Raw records
┄┄┄┄┄┄┄┄┄┄

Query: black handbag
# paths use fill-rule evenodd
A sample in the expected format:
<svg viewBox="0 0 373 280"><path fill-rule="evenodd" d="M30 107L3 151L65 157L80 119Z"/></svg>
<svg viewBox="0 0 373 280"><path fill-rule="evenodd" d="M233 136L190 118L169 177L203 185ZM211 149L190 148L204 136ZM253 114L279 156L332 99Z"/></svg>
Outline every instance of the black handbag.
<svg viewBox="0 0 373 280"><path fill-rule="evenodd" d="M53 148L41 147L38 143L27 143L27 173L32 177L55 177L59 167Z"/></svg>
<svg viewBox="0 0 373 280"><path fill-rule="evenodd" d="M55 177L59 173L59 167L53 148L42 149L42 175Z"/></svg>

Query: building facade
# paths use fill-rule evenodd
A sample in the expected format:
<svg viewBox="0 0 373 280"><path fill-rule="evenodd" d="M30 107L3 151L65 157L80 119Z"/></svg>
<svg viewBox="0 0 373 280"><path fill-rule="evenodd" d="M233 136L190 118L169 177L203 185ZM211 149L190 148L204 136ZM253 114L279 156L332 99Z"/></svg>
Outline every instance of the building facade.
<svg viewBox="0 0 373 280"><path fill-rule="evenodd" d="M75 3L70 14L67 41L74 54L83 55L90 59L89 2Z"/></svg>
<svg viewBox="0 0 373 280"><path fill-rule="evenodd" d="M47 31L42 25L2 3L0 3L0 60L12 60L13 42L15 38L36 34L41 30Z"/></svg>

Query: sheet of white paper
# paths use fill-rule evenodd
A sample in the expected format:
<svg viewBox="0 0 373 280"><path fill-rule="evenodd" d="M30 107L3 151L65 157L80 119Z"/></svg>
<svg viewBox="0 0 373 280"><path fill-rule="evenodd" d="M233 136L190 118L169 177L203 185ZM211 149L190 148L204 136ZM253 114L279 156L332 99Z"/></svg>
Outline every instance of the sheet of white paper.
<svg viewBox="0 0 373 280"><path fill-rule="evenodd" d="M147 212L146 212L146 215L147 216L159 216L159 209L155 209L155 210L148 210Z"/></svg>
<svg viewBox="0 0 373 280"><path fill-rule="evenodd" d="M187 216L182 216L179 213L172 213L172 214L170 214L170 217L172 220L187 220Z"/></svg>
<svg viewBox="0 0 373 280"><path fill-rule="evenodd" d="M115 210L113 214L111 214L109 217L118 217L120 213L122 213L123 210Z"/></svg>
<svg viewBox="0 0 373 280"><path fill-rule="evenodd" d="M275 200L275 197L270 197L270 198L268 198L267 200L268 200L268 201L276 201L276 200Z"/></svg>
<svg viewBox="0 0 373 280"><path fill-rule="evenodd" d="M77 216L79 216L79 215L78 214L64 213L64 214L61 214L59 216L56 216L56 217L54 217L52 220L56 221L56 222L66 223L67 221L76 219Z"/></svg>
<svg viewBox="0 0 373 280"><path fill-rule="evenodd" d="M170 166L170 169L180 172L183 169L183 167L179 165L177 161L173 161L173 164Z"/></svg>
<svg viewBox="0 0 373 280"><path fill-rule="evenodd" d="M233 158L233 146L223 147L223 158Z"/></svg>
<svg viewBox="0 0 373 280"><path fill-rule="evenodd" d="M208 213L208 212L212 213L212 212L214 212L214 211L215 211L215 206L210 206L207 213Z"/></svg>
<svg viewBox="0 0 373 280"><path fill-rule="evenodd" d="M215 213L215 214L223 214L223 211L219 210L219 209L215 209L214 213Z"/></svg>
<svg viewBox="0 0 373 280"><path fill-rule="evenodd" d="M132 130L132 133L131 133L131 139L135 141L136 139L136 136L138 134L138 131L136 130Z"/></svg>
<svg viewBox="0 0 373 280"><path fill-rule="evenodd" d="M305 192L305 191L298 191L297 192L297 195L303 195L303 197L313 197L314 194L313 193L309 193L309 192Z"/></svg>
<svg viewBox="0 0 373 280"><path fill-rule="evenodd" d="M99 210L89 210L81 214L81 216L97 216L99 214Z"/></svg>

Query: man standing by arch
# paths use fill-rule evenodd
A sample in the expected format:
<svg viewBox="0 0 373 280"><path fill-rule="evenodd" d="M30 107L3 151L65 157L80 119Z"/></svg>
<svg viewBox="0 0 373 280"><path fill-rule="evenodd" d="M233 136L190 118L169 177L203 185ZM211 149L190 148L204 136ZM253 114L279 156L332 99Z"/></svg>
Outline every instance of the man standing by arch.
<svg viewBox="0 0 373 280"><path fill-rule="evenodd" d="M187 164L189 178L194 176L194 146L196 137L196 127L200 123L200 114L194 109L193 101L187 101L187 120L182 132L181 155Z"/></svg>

┄┄┄┄┄┄┄┄┄┄

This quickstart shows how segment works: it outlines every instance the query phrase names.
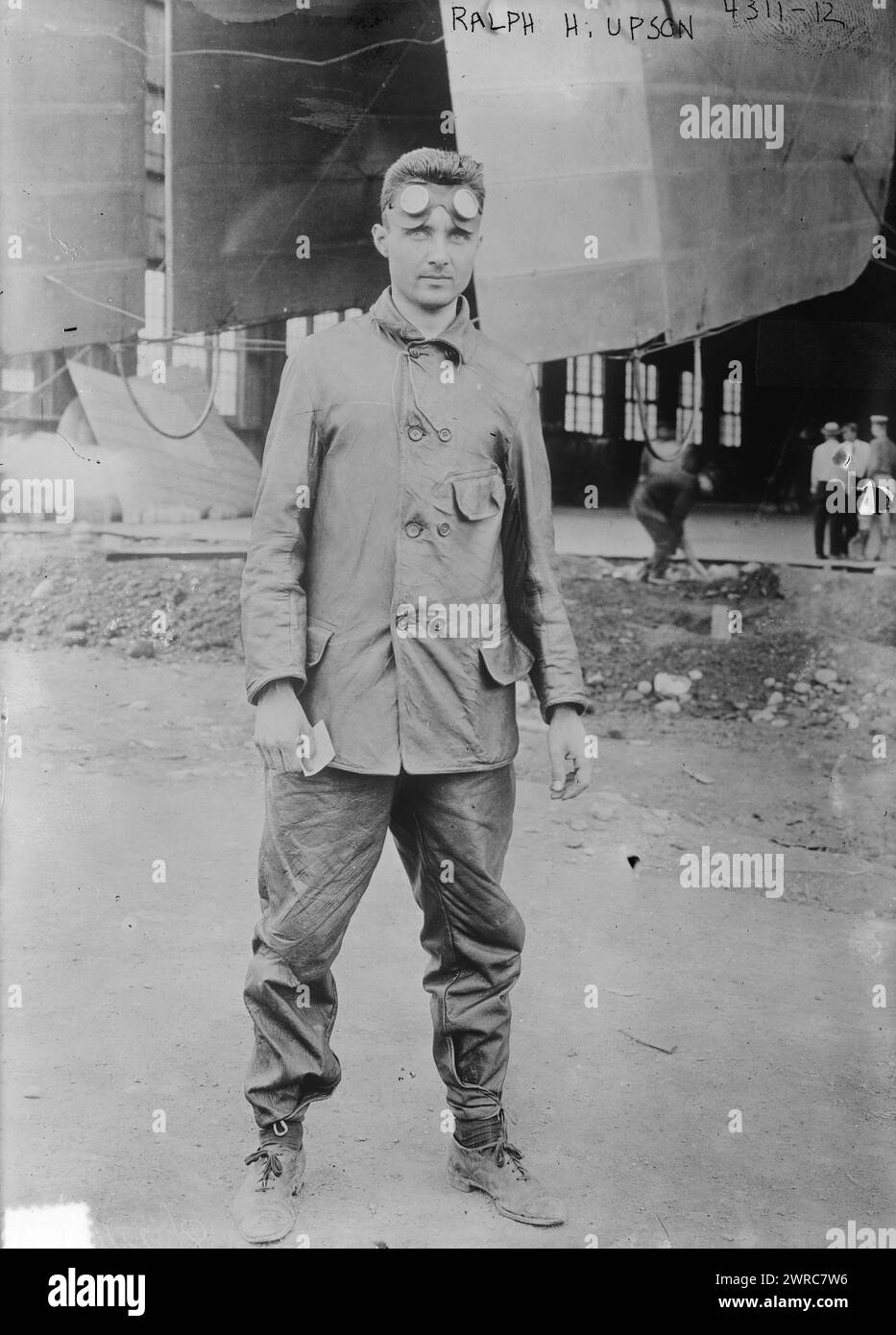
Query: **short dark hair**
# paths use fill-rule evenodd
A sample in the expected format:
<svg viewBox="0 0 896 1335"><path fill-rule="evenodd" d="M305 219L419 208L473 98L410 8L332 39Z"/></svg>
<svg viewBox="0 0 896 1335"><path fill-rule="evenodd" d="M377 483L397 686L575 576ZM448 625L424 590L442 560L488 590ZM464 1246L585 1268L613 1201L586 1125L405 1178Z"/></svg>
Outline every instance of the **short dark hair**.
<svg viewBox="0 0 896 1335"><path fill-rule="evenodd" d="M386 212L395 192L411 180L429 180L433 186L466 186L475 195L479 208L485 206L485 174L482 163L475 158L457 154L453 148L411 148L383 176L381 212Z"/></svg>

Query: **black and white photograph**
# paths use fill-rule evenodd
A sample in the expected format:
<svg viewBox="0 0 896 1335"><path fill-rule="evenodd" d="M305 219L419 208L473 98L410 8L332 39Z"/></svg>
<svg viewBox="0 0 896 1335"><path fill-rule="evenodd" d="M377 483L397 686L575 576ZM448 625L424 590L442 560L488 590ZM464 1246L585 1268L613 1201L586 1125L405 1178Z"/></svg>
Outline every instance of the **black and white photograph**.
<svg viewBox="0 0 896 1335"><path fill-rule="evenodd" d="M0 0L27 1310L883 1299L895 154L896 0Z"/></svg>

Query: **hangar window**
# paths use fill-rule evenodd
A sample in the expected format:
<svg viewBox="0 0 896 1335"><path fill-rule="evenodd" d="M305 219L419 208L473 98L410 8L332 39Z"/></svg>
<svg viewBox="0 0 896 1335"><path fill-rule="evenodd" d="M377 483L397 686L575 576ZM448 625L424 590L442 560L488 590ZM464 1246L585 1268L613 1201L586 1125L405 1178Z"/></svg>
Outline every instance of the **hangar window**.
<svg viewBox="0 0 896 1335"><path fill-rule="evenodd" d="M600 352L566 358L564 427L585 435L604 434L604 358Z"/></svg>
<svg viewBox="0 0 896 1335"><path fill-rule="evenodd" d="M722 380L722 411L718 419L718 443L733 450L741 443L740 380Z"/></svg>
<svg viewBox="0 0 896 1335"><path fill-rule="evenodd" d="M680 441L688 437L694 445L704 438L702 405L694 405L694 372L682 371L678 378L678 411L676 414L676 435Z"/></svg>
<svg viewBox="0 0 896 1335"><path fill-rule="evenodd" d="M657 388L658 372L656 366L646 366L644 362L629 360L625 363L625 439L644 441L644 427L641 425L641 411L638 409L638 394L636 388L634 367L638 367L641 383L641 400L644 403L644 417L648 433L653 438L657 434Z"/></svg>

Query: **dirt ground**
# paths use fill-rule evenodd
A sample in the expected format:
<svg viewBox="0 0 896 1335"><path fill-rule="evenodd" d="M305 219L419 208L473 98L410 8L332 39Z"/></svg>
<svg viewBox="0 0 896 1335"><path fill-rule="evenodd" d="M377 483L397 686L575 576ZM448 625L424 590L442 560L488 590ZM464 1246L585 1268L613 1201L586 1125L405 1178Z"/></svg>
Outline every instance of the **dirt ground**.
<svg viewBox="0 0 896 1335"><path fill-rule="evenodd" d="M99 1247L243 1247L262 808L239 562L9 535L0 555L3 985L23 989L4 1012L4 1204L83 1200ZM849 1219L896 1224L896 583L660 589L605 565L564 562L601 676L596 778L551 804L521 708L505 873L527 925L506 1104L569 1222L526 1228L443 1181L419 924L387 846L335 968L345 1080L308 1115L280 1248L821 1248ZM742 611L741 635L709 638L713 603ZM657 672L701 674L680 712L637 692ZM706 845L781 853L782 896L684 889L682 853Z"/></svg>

┄┄┄┄┄┄┄┄┄┄

_Exercise description:_ Find each line in the listing above that contains the word "window", and copy those lines out.

_Exercise answer:_
Query: **hangar window**
Outline every instance of the **hangar window**.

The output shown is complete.